§ **TASK**:
Write out the complete data exactly as written.

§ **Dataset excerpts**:
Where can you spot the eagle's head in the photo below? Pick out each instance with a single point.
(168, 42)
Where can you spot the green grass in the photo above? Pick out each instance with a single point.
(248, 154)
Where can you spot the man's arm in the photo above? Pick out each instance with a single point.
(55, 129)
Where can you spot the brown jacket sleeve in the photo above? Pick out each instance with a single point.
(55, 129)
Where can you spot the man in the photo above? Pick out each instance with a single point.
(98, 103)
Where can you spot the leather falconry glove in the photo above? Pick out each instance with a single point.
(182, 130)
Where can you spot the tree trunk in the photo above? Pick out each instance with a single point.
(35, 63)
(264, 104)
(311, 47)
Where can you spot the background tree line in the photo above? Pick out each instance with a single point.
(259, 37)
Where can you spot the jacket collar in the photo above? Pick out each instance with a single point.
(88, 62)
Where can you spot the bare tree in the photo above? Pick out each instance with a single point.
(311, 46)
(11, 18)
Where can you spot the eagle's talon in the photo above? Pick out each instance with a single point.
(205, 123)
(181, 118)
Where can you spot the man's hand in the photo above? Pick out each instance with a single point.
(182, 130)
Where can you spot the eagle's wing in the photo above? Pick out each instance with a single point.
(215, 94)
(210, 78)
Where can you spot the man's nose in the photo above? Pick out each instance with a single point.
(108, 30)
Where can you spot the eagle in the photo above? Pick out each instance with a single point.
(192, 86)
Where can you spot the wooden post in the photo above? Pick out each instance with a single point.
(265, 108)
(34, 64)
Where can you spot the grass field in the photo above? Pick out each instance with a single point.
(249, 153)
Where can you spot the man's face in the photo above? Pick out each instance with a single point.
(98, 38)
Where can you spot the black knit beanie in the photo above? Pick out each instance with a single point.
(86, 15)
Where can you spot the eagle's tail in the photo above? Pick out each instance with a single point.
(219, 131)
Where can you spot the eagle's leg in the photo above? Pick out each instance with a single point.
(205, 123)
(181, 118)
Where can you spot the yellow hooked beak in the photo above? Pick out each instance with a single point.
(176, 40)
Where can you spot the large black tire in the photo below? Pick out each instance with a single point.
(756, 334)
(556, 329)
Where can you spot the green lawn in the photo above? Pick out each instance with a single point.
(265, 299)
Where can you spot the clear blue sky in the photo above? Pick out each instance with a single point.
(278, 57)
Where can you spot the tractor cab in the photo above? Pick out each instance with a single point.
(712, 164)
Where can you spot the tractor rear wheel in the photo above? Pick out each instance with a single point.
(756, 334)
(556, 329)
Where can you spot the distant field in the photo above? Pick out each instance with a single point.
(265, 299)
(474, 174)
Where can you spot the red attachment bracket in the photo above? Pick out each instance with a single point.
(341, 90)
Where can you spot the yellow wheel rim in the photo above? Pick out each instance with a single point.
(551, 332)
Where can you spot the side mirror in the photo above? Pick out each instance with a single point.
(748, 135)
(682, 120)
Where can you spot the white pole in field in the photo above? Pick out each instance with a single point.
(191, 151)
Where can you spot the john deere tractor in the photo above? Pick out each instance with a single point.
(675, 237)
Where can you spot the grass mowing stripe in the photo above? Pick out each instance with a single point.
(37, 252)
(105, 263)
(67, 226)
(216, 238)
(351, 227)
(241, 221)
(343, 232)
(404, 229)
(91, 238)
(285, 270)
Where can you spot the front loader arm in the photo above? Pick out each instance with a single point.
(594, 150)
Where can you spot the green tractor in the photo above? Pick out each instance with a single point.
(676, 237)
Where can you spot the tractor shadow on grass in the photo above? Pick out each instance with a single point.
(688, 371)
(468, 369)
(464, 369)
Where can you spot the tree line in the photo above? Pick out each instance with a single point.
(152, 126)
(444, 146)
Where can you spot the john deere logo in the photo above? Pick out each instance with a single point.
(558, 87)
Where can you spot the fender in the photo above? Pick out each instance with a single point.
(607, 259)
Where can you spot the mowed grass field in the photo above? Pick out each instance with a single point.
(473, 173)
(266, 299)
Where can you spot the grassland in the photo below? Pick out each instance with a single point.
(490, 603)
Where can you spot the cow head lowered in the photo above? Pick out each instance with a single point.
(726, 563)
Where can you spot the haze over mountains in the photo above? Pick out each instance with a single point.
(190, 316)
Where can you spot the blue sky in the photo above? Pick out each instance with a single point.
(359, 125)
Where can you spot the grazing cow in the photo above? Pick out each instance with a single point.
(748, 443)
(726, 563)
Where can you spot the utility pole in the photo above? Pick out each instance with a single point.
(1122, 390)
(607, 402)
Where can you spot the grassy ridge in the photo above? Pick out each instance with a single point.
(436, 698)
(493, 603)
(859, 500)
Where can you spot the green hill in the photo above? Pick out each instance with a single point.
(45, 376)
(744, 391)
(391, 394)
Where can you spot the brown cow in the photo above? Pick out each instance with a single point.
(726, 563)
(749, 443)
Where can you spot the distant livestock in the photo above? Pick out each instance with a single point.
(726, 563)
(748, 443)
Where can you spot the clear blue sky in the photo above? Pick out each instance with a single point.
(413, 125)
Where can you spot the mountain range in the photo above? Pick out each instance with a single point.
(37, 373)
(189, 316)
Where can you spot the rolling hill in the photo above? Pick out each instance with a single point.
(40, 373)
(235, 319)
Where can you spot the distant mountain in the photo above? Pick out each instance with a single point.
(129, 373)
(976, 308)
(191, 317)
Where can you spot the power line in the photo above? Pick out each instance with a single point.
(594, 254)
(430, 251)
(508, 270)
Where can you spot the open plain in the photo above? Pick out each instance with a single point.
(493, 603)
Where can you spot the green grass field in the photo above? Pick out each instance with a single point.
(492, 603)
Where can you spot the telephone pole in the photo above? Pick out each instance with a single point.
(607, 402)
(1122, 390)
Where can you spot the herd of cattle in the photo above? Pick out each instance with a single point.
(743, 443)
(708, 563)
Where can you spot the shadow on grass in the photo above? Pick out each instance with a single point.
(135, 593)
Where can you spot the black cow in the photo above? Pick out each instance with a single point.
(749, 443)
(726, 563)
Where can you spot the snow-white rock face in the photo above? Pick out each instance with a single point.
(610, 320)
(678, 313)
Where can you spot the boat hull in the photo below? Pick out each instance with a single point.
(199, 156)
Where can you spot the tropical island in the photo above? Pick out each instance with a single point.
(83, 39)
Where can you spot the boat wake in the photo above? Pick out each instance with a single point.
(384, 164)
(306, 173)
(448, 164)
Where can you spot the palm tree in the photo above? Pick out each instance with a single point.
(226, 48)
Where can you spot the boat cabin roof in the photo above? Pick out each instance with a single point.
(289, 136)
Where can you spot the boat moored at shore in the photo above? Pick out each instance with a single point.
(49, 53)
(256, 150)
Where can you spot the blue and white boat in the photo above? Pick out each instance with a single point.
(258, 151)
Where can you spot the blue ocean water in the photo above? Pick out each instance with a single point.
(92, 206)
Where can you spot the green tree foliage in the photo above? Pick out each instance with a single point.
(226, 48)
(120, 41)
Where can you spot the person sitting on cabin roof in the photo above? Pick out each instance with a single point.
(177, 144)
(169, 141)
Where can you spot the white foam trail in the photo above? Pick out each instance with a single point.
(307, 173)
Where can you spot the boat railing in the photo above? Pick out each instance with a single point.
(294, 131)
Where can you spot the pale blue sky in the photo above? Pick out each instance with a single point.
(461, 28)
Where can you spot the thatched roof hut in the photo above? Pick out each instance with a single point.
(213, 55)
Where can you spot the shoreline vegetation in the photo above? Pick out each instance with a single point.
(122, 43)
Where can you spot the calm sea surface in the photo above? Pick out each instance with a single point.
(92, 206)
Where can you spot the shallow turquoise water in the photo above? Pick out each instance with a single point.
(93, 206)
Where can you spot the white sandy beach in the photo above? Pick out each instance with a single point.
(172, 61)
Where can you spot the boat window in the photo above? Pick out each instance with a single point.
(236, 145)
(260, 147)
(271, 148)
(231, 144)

§ **ANSWER SECTION**:
Where can you spot the eagle's head in the photo below? Pick out each instance with a single point.
(168, 42)
Where can you spot the green grass in the photo above? Pick out each instance with a single point.
(248, 154)
Where can you spot the man's arm in the photo above? Pick out each instance with a single point.
(55, 129)
Where can you spot the brown jacket sleeve in the photo above? Pick out each instance with a single point.
(55, 129)
Where can you spot the man in the photo above? Pick out each instance with a single point.
(98, 103)
Where can you spot the leather falconry glove in the photo above? Pick out each instance with a single point.
(182, 130)
Where can you spot the tree trunk in the photo above? Pick out each instance with a single point.
(35, 63)
(264, 104)
(311, 47)
Where can you spot the background tree line in the photo above? Pick out each instance with a single point.
(259, 37)
Where can you spot the jacket collar in the photo above? Pick out each instance with a single point.
(88, 62)
Where can you spot the bare tree in the photo above? Pick out each instance with a single point.
(311, 46)
(11, 18)
Where can you spot the eagle's talon in the photo above? Pick out each instance with a single point.
(205, 123)
(181, 118)
Where can you spot the man's hand in the photo above? Pick out each instance with a single point.
(182, 130)
Where can you spot the eagle's wing in the photo above? Pick out each instance with a single point.
(215, 94)
(210, 78)
Where can you spot the man's nose in the photo above? Pick out each instance with a single point.
(108, 30)
Where can you spot the eagle in the photo above? Pick out each instance with a single point.
(192, 86)
Where can you spot the wooden post in the photo above? Pick out each instance with a single point.
(265, 108)
(34, 64)
Where can you spot the grass field in the photo above? Pick out each instance with a single point.
(249, 153)
Where can you spot the man's face in the photo above? Pick out each instance with a single point.
(98, 38)
Where can you spot the black knit beanie in the photo above? Pick out each instance with a single point.
(86, 15)
Where can you spot the eagle's tail in the photo above? Pick out each instance with a single point.
(219, 131)
Where can you spot the eagle's leg in the photo above? Pick out each instance with a single point.
(205, 123)
(181, 118)
Where can you spot the yellow hooked beak in the photo above? Pick out each instance with a single point.
(176, 40)
Where can you spot the large black tire in the photo below? Pick out each instance with a single point.
(756, 334)
(556, 329)
Where can you spot the green lawn in the photo above? Pick out each instance with a single point.
(265, 299)
Where can you spot the clear blue sky in the photo above? Pick out each instance with a single point.
(278, 57)
Where can you spot the tractor cab in the photo above? Pick out each instance with a single point.
(712, 164)
Where can you spot the tractor rear wheel in the photo above? Pick out each instance with a single point.
(756, 334)
(556, 329)
Where can you spot the distant field in the photo above? Pick out each instance with a single point.
(265, 299)
(474, 174)
Where can you spot the red attachment bracket in the photo above? Pick out each instance with a single point.
(341, 90)
Where can you spot the yellow wheel rim in the photo above? Pick out each instance with a single point.
(551, 332)
Where can you spot the side mirror in the photo above? Pick out each instance with a single point.
(748, 135)
(682, 120)
Where can you spot the white pole in field in the photo above? Pick out each instance with a single point.
(191, 151)
Where can you spot the john deere tractor in the photo above? Pick out each instance with a single point.
(675, 237)
Where can you spot the grass mowing stripe in the photo above? Pick out each instance with a single point.
(37, 252)
(105, 263)
(67, 226)
(216, 238)
(351, 227)
(241, 221)
(343, 232)
(404, 229)
(91, 238)
(285, 270)
Where can you spot the front loader arm in the photo above? Pick out each instance with a single point.
(594, 150)
Where can you spot the green tractor in the photo above? Pick out each instance with a single point.
(676, 237)
Where can you spot the tractor shadow on grass in the photo above? Pick out each instance with a single point.
(688, 371)
(468, 369)
(464, 369)
Where can you spot the tree line in the photo above? Pick out each instance with a single point.
(152, 126)
(444, 146)
Where can you spot the john deere logo in the photo above? Pick out each instance with a single point.
(558, 87)
Where can you spot the fender in the photo above? Pick out each instance with a single point.
(607, 259)
Where can you spot the mowed grass field in the photo above? Pick out each instance with a single point.
(473, 173)
(266, 299)
Where can you spot the grassland in the photo below? Pick out each instance with a single point.
(490, 603)
Where can you spot the cow head lowered in the photo above? Pick out each instance with a single point.
(726, 563)
Where can you spot the haze over mountains in the photo above? Pick out each instance with a single point.
(190, 316)
Where can you spot the blue sky in the photo above? Pick out each instance with a single point.
(359, 125)
Where can you spot the grazing cow in the photo above? Pick out each instance with a single point.
(748, 443)
(726, 563)
Where can you spot the utility pole in the photo above? Pick out each instance with a single point.
(1122, 390)
(607, 402)
Where can you spot the grassy ridge in the photo above? Pick out each instance with a single point.
(436, 698)
(493, 603)
(859, 500)
Where can you spot the green hill in the photo above? Pick out each instance with a single point.
(45, 376)
(744, 391)
(391, 394)
Where can you spot the brown cow in the photo above? Pick out each instance with a single point.
(726, 563)
(749, 443)
Where can you spot the distant livestock in the photo above? Pick out each instance with a single point.
(726, 563)
(748, 443)
Where can you spot the clear blue sky in the photo above? Pick out each instance with a single point.
(413, 125)
Where can you spot the mountain range in the photo above? Pick out each instance with a single point.
(37, 373)
(189, 316)
Where can you spot the rolling hill in the photo above? Pick out each instance with a single point.
(40, 373)
(235, 319)
Where can you spot the distant mountain in the photo above? Pick out each instance with a single point.
(129, 373)
(976, 308)
(191, 317)
Where can you spot the power line in the photo above? Pick out each instance with a single point.
(594, 254)
(430, 251)
(508, 270)
Where can you spot the open plain in the photo above? Pick out each instance with a single point.
(493, 603)
Where can you spot the green grass field in the photo above? Pick out each instance with a single point.
(492, 603)
Where can you spot the telephone pole in the photo above? Pick out each instance with a single point.
(607, 402)
(1122, 390)
Where can you spot the herd of cattle in the photo above? Pick out each instance with a single point.
(743, 443)
(708, 563)
Where can you spot the shadow on grass in the photo above? Pick out each instance with a single point.
(135, 593)
Where can you spot the black cow in the photo above? Pick out each instance with a single point.
(749, 443)
(726, 563)
Where can you spot the snow-white rock face in the photo above? Pick out each instance with a single point.
(610, 320)
(678, 313)
Where can you spot the boat hull in the photo below? Pick out each instance with a single point.
(199, 156)
Where can you spot the tropical island in the photo above? Pick out each instance with a single point.
(83, 39)
Where can you spot the boat wake in the photo above? Pick out each instance with a single point.
(384, 164)
(306, 173)
(448, 164)
Where can you spot the palm tree in the photo above? Pick out each instance with a single point.
(226, 48)
Where can you spot the boat cabin roof in the photo above? Pick out each instance with a single point.
(289, 136)
Where can you spot the boat moored at shore in the photo above? Pick out each instance with a single point.
(49, 53)
(256, 150)
Where can you spot the blue and white boat in the photo above? Pick out each instance with a single point.
(258, 151)
Where can you spot the blue ocean water in the photo above? Pick out each instance with a single point.
(92, 206)
Where can you spot the green tree foliage in the photo above? Pick out each instance with a single point.
(226, 48)
(120, 41)
Where can you spot the person sitting on cabin roof in the photo above? Pick out each instance with a single point.
(177, 144)
(169, 141)
Where can you spot the white foam trail in the photo above? Pick out each instance with a single point.
(307, 173)
Where can you spot the boat railing in the photo above? Pick out each instance with a single point.
(294, 131)
Where can you spot the pale blue sky in the photo above? Pick out each instance with a single point.
(461, 28)
Where can you spot the thatched roof hut in the photo above? Pick out each instance with a single point.
(213, 55)
Where can you spot the shoreline vegetation in the photo above? Pick out each instance with a single point.
(122, 43)
Where can you spot the calm sea surface in the photo above? Pick out each instance with a single point.
(92, 206)
Where can you spot the shallow turquoise water in the photo above? Pick out each instance with a single point.
(93, 206)
Where can you spot the white sandy beach in the photo above? Pick out each instance with a single point.
(172, 61)
Where can you spot the boat window in the photo above? Pick out each instance with a single point.
(236, 145)
(260, 147)
(271, 148)
(231, 144)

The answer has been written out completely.